— START OF EXCERPTED PASSAGE —

[Freeipa-users] Needs help understand this timeout issue

Wed Feb 8 13:12:12 UTC 2017

Are you actually logging in or or just doing a lookup on a user?  I remember reading somewhere that groups are always re-evaluated at the point of login, regardless of what is in the cache.  I am not sure if this is accurate or the implications of whether or not it is on the client, server or both, but this could be what is happening.

Also, how are verifying that the group in the cache on the server is valid?  If you do a lookup a user on the server after the mapped memory cache expires (i.e. if you restart sssd), do you see a log entry that a valid cache entry has been found and that entry is being returned (from memory it is in the nsss logs)?  It might help you to focus on the sysdb cache by setting a very low timeout value for the in memory mapped cache and or negative cache timeouts. Based on my experiencif a valid cache entry in the sysdb *NOT* found, a log entry is not returned (just a lookup is performed), which for an untrained eye makes it difficult to assess when timeouts are occurring in the sysdb cache. 

Also, five minutes is a ridiculously long time to have to wait, have you inspected the performance of your 389 server?  Is your environment large or under large load?  Based on experience and another thread from this list, I have seen the 389ds threads get tied up due to extop operations because AD lookups via SSSD eventually will be blocked sssd under high load.  

I had to significantly scale 389ds worker threads and processor cores to accommodate large numbers of concurrent AD lookups, this improved the performance of our environment and solved many issues.

Dan

> On Feb 8, 2017, at 1:27 AM, Troels Hansen <th at casalogic.dk> wrote:
> 
> No, ignore_group_members option is already set.
> Tried setting and removing it on the client but didn't make a huge different.
> 
> Is a client have an completely empty cache, newly joined, empty /var/lig/sssd/db and mc cache or something, the IPA server ALWAYS asks the AD for group info, despite having a valid cache.
> 
> This leads to a delay of up to, or even more 5 minutes before a user can login. Being denied access at first, but logging again later with success.

— END OF EXCERPTED PASSAGE —
— START OF ENTRIES —

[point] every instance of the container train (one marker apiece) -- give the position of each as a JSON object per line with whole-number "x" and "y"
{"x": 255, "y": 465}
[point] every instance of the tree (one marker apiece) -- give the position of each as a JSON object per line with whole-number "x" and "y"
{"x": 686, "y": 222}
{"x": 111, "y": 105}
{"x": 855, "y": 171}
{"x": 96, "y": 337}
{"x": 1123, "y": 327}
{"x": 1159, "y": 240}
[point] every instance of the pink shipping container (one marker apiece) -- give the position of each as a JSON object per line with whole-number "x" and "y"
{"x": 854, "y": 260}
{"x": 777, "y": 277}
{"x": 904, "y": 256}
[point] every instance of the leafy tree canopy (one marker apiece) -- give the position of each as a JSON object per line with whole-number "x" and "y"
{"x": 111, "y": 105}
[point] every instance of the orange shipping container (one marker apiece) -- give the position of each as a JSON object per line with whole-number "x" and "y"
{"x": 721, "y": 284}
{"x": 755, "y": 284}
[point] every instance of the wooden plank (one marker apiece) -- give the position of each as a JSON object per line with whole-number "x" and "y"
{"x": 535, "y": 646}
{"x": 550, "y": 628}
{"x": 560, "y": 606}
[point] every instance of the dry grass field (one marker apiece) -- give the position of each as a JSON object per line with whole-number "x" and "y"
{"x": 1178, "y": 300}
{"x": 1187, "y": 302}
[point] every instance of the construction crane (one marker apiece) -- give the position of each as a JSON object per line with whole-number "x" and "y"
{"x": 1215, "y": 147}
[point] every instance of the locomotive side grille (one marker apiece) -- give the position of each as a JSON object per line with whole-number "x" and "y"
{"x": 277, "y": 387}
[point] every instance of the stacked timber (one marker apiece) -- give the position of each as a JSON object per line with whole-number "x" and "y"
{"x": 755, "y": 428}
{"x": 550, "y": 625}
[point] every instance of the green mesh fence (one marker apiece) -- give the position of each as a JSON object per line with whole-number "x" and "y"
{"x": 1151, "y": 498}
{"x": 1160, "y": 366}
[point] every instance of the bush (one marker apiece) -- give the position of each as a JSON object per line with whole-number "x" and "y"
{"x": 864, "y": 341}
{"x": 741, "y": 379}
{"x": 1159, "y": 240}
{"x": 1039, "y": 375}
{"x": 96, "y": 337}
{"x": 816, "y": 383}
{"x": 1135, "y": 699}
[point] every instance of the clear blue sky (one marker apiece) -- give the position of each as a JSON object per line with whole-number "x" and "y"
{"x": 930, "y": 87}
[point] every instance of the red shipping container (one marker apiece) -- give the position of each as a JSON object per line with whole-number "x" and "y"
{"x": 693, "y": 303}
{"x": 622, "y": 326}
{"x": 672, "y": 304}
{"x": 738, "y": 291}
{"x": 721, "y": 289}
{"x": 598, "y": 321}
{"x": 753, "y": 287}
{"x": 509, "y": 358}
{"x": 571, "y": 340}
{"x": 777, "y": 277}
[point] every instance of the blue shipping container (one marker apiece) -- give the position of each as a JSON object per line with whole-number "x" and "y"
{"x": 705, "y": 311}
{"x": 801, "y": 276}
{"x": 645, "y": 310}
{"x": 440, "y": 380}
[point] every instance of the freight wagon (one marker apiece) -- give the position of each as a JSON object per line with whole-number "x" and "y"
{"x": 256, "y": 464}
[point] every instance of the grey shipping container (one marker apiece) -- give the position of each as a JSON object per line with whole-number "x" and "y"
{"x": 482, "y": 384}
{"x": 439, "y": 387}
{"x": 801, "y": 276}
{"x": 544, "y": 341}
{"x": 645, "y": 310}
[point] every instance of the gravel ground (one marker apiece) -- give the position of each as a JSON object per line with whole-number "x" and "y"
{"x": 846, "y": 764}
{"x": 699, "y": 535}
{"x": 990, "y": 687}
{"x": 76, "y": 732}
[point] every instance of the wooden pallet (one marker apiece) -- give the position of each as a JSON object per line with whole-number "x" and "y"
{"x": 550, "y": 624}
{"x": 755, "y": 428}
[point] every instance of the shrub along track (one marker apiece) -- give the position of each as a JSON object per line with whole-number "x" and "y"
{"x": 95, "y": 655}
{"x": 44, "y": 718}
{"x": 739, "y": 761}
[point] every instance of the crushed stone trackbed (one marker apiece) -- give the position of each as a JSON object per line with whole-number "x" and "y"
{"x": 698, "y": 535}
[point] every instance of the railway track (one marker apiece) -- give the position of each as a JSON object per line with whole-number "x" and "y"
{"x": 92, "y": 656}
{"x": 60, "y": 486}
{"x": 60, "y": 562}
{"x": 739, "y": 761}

— END OF ENTRIES —

- TASKS FOR THIS EXERCISE -
• A. Answer these about the FreeIPA timeout thread:
(i) What did Dan have to scale significantly to handle large numbers of concurrent AD lookups?
(ii) Which option does Troels Hansen say is already set?
(iii) In which logs does Dan recall the valid cache entry being reported?
• B. Can you write out the FreeIPA timeout thread from "I had to significantly" to "is already set.", swapping "processor cores" for "RAM"?
The records have no connection to the text.

- TASK RESPONSES -
• A.
(i) 389ds worker threads and processor cores
(ii) ignore_group_members
(iii) The nsss logs

• B.
I had to significantly scale 389ds worker threads and RAM to accommodate large numbers of concurrent AD lookups, this improved the performance of our environment and solved many issues.

Dan

> On Feb 8, 2017, at 1:27 AM, Troels Hansen <th at casalogic.dk> wrote:
> 
> No, ignore_group_members option is already set.